- **EXERCISE SET**
#1 Can you condense the paragraph beginning "Methodology — A lot depends" in the physician affinity graph proposal into a short bulleted list that keeps its main facts?
#2 Could you print part of the physician affinity graph proposal word for word, starting with "Methodology — A" and going on through "- source ProPublica)"?

- **TEXT EXCERPT**
╭──
Goal — Graph social and professional affiliation for prescribers (Physicians, RNs) and derive at influencers/opinion leaders and physicians that have the most klout in a particular cluster
Proposal — The Physician Affinity Graph will use publicly available data sets to form a network graph between physicians and other entities involved in health care services. ML will be used in this context for clustering based on common features/dimensions between physicians and these entities.
Methodology — A lot depends on the amount of publicly available datasets that can be linked to a physician. We will heavily leverage the federal level Medicare and Medicaid claims data release through Freedom of information act (FOIA). The physician ID from these data will be used to uniquely identify a doctor. These data detail the type of treatment, disease area, health care provider details, claims details (insurance) along with geographical information (state, city etc.).
Potential other data sets (depending on their availability) that we will incrementally add to the graph are:
- Pharmaceutical companies (data made public through Sunshine act - source ProPublica)
╰──
Stored data entries:
╭──
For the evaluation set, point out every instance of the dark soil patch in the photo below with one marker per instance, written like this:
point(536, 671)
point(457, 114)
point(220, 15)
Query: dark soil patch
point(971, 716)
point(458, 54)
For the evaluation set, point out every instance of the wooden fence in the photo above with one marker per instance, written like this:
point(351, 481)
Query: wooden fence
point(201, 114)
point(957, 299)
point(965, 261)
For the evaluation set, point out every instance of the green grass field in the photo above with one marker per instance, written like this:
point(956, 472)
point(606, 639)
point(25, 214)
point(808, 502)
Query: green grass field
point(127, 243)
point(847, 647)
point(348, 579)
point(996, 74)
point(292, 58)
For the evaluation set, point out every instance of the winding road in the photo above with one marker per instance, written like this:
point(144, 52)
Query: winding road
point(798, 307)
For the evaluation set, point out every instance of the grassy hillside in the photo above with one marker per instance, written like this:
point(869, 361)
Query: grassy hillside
╰──
- **WRITTEN ANSWERS**
#1
- Much depends on how many publicly available datasets can be linked to a physician.
- The main source will be federal Medicare and Medicaid claims data released through the Freedom of Information Act (FOIA).
- The physician ID in these data will uniquely identify each doctor.
- The data cover treatment type, disease area, health care provider details, insurance claims details, and geographic information such as state and city.

#2
Methodology — A lot depends on the amount of publicly available datasets that can be linked to a physician. We will heavily leverage the federal level Medicare and Medicaid claims data release through Freedom of information act (FOIA). The physician ID from these data will be used to uniquely identify a doctor. These data detail the type of treatment, disease area, health care provider details, claims details (insurance) along with geographical information (state, city etc.).
Potential other data sets (depending on their availability) that we will incrementally add to the graph are:
- Pharmaceutical companies (data made public through Sunshine act - source ProPublica)